## Given problem 1
Locate every line of the entries that contains the word "fence" and copy each of those lines.

## Document section

----------

In addition, the type would need to be templated since the function parameters and consequentially the types of the expected output is also templated. This would require defining at least 8 new templated data types, in most cases supporting 10 different integer types, for a potential of 80 new data structures in practice. This isn't a big deal, compilers can certainly handle that quite easily, and the effort for implementing those is proportional to the effort of implementing the new features, but can we do better?

I lament the fact that C++ doesn't have a better syntax and support features for multiple return values. std::tuple has become the closest thing to it, which for this case has some nice properties. There's no name confusion because there are no names, it doesn't require defining new types, presenting the signature of the function is almost completely sufficient, needing only a side note specifying which value means what (and only for a couple of cases).
Using std::tuple also provides some quite satisfying syntax in order to split the return values such as:

auto [value, remainder] = div_wide(...);
std::tie(value, remainder) = div_wide(...);

Performing std::get<0>(func(...)) would provide the same result as the trivial operators (+, -, *, /) would in most platforms, performing std::get<1>(func(...)); would recover information lost by the trivial operators (+, -, *, /) (i.e. overflow bit, carry/borrow bits, high bits in mul_wide, and the remainder on division).

----------

## Source data
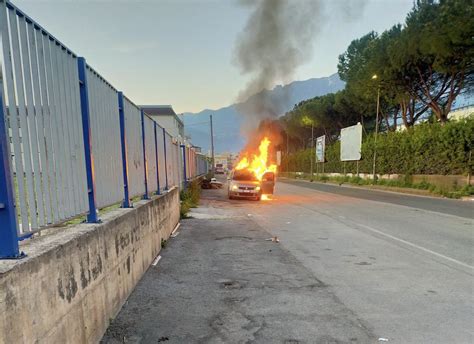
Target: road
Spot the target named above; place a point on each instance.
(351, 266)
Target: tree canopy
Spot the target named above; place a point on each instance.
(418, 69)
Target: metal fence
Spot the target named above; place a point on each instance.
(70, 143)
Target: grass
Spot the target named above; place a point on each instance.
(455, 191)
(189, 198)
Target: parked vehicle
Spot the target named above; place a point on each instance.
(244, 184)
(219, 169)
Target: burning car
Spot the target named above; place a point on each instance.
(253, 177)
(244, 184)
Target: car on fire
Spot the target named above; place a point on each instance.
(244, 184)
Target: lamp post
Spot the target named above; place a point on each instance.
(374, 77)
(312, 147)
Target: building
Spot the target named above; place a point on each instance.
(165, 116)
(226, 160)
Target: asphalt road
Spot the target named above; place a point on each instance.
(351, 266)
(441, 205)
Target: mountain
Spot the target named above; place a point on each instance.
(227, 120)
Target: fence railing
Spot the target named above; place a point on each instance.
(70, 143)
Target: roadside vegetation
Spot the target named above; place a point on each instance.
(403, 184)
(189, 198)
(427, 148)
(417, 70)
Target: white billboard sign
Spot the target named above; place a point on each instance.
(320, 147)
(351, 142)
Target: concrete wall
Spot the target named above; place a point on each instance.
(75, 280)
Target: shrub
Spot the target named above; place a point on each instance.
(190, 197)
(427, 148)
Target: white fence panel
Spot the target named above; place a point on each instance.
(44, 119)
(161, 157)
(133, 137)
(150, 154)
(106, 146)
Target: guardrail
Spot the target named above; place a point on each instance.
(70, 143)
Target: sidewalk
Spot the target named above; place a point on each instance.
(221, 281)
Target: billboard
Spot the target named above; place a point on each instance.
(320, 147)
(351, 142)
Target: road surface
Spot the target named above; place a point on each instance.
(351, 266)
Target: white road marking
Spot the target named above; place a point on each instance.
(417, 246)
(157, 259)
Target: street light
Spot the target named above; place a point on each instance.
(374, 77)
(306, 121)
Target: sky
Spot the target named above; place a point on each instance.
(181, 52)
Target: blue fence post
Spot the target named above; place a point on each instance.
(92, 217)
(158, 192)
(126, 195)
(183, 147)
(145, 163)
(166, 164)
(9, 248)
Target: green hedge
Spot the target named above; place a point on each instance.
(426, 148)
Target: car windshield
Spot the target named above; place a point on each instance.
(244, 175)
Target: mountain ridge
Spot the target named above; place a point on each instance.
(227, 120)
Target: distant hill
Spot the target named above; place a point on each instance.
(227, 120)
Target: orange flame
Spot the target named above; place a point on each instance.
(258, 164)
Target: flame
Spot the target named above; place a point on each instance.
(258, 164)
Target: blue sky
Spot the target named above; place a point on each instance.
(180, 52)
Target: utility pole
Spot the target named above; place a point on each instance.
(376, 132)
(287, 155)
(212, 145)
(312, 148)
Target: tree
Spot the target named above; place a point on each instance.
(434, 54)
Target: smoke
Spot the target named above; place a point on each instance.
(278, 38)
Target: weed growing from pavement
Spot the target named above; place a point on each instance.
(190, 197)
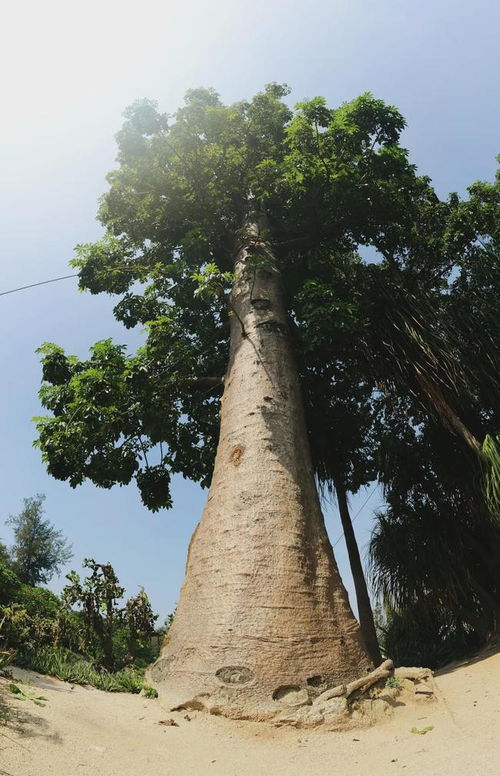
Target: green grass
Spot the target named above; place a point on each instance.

----------

## Given problem 2
For each statement, say yes or no to whether it agrees with the passage on multiple return values in C++, and quote the passage's deciding words. (a) Using std::tuple requires defining new types. (b) The templated approach could lead to as many as 80 new data structures. (c) std::get<1>(func(...)) gives the same result as the trivial operators.

## Task result 1
Target: metal fence
Target: fence railing
Target: white fence panel
Target: blue fence post

## Task result 2
(a) No: "it doesn't require defining new types"
(b) Yes: "for a potential of 80 new data structures in practice"
(c) No: "would recover information lost by the trivial operators"